--- start of Information supplied ---

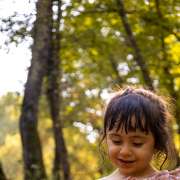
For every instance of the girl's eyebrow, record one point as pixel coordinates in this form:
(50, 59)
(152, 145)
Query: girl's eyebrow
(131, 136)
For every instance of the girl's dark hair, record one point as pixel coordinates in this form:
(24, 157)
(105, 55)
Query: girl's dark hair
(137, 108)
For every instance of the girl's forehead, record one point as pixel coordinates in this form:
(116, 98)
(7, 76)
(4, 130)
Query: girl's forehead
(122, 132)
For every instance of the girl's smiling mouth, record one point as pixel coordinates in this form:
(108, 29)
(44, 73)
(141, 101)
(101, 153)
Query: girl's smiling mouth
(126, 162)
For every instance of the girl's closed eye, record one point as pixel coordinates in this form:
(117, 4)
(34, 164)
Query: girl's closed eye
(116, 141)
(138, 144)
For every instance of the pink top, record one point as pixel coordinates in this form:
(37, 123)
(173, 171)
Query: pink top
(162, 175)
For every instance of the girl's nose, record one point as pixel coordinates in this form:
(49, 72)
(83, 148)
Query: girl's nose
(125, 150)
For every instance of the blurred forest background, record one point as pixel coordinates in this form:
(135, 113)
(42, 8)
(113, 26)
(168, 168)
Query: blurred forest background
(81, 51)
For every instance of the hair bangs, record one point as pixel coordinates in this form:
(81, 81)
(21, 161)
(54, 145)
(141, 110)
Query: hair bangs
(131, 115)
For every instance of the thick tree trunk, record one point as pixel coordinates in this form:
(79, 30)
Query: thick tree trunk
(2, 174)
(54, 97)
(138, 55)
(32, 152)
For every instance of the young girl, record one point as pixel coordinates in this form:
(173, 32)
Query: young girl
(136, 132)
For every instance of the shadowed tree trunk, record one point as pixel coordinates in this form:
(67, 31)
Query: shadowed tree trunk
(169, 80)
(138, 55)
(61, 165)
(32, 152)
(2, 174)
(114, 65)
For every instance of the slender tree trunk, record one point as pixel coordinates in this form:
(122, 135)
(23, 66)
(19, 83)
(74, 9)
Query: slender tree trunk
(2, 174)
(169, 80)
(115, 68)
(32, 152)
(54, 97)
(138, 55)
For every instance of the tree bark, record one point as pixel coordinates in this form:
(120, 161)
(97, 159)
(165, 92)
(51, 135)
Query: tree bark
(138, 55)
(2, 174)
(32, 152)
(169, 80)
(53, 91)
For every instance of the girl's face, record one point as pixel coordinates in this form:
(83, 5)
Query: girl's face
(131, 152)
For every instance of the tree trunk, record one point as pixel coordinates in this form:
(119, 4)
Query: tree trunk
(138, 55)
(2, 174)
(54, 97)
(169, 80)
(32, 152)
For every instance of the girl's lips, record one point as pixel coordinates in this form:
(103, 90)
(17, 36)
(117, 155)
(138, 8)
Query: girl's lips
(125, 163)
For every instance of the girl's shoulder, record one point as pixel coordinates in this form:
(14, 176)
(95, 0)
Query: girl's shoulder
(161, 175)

--- end of Information supplied ---

■ Exercise task
Can you copy out every line of the records above word for word, leaving the pictures out?

■ Task response
For every instance of the girl's eyebrow, record one point as pixel coordinates in this form:
(50, 59)
(152, 145)
Query: girl's eyebrow
(131, 136)
For every instance of the girl's dark hair, record one point as pixel coordinates in this form:
(24, 157)
(105, 55)
Query: girl's dark hair
(137, 108)
For every instance of the girl's forehead, record one point as pixel coordinates in this form:
(116, 98)
(7, 76)
(4, 130)
Query: girl's forehead
(122, 132)
For every instance of the girl's smiling mouth, record one point as pixel coordinates in this form:
(108, 29)
(44, 73)
(141, 101)
(101, 153)
Query: girl's smiling mouth
(126, 162)
For every instance of the girl's closed eye, record one point as pixel coordinates in this form:
(117, 4)
(34, 164)
Query: girl's closed eye
(116, 141)
(138, 144)
For every instance of the pink top, record one point as pixel coordinates in this form:
(37, 123)
(173, 171)
Query: pink top
(162, 175)
For every instance of the girl's nose, record one point as pixel coordinates in this form:
(49, 72)
(83, 148)
Query: girl's nose
(125, 150)
For every instance of the blurred forest background, record one point as pixel coordinates in this form:
(135, 113)
(42, 8)
(113, 26)
(168, 168)
Query: blurred forest background
(81, 51)
For every instance of the hair bangs, record one point as pixel coordinates in this form:
(81, 81)
(21, 161)
(54, 145)
(141, 110)
Query: hair bangs
(131, 115)
For every instance of the thick tree trunk, record one point as pixel coordinates in this form:
(79, 30)
Query: thick tree trunk
(2, 174)
(54, 97)
(138, 55)
(32, 152)
For every instance of the young girl, record one point as pixel coordinates in this form:
(173, 32)
Query: young girl
(136, 132)
For every instance of the shadowed tree trunk, record one point as pixel coordinates in this form:
(67, 31)
Query: shadowed tree trunk
(169, 80)
(138, 55)
(61, 165)
(32, 152)
(2, 174)
(114, 65)
For every instance of the slender tree trunk, record one point as pixel coordinates in this form:
(122, 135)
(23, 66)
(19, 83)
(74, 9)
Query: slender tree trunk
(2, 174)
(169, 80)
(115, 68)
(32, 152)
(54, 97)
(138, 55)
For every instance of the tree bark, record one point as pixel coordinates in this form:
(120, 161)
(97, 159)
(165, 92)
(51, 135)
Query: tree bark
(138, 55)
(2, 174)
(32, 152)
(169, 80)
(53, 91)
For every instance of the girl's face, record one point as pixel coordinates in this form:
(83, 5)
Query: girl's face
(131, 152)
For every instance of the tree trunk, record one point as pixel coordinates in this form:
(119, 4)
Query: tree trunk
(138, 55)
(2, 174)
(54, 97)
(169, 80)
(32, 152)
For every instance of the girl's lips, record one point as pixel coordinates in this form:
(103, 90)
(17, 36)
(117, 155)
(138, 8)
Query: girl's lips
(125, 163)
For every instance of the girl's shoulder, record one point as pixel coordinates in this form:
(14, 176)
(95, 0)
Query: girl's shoulder
(161, 175)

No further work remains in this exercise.